··· INPUT RECORDS
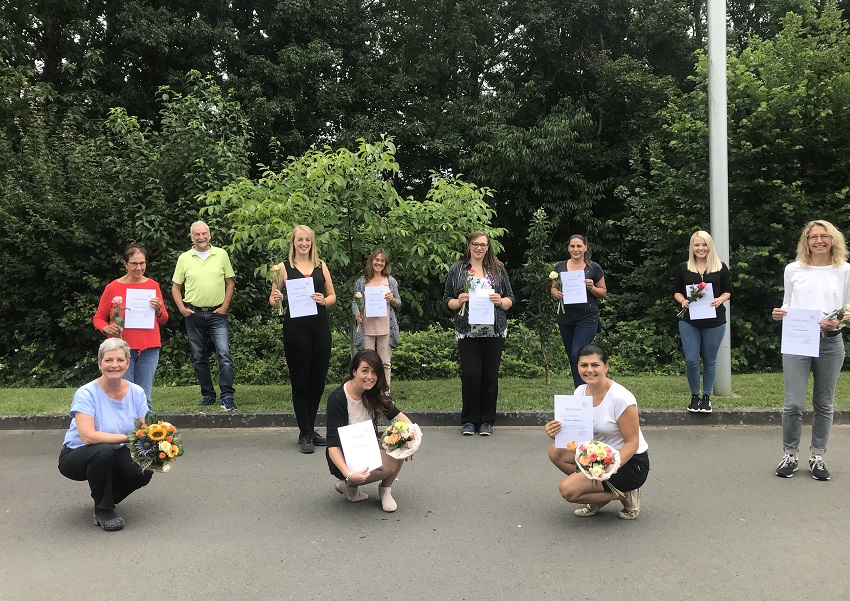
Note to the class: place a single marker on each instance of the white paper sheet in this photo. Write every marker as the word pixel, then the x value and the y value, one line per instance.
pixel 140 315
pixel 298 291
pixel 375 303
pixel 360 446
pixel 576 416
pixel 481 308
pixel 573 287
pixel 701 308
pixel 801 332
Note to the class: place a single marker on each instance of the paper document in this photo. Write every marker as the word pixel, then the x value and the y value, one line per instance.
pixel 140 315
pixel 573 287
pixel 298 291
pixel 375 305
pixel 481 308
pixel 801 332
pixel 360 446
pixel 701 308
pixel 576 416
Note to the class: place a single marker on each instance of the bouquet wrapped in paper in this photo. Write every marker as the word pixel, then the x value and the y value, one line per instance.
pixel 401 440
pixel 154 445
pixel 598 461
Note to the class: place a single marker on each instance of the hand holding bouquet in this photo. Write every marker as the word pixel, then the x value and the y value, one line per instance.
pixel 838 314
pixel 401 439
pixel 154 445
pixel 697 292
pixel 597 461
pixel 553 275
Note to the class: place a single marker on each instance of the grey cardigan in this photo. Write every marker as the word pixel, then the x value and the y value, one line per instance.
pixel 360 286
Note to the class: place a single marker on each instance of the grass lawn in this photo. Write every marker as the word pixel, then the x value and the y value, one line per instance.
pixel 653 392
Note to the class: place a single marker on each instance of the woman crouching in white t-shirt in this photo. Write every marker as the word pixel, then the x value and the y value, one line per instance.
pixel 615 422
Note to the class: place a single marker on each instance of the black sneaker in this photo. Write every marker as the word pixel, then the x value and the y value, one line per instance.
pixel 818 468
pixel 306 442
pixel 694 406
pixel 787 467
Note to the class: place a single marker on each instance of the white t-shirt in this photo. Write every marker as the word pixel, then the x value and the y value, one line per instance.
pixel 820 288
pixel 606 414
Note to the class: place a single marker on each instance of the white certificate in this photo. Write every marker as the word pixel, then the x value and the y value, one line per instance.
pixel 576 416
pixel 801 332
pixel 140 314
pixel 701 308
pixel 573 287
pixel 360 446
pixel 481 308
pixel 298 291
pixel 375 304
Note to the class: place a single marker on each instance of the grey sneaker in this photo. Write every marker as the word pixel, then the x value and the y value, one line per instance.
pixel 818 468
pixel 694 405
pixel 787 467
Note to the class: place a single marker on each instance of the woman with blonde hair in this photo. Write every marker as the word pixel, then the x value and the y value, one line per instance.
pixel 307 339
pixel 701 338
pixel 819 279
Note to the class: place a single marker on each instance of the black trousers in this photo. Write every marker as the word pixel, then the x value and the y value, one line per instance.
pixel 479 374
pixel 111 472
pixel 308 355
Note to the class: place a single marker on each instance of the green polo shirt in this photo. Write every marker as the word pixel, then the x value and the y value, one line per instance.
pixel 203 279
······
TASK INSTRUCTIONS: Copy out the lines of the records verbatim, starting with the line that contains "the woman with" and ending with the line that contains "pixel 308 355", with both of those lines included.

IN RESPONSE:
Note to the class: place a single marker on each instance of the woman with blonde hair in this photo. Write every marker as the word pixel, then the x value and the y value, one line per instance.
pixel 307 339
pixel 701 338
pixel 819 279
Note to the class: place a single marker on each instance of the black trousers in this photo. Write every marker as the word pixel, then the x value and the y value, one line per instance.
pixel 479 374
pixel 111 472
pixel 308 355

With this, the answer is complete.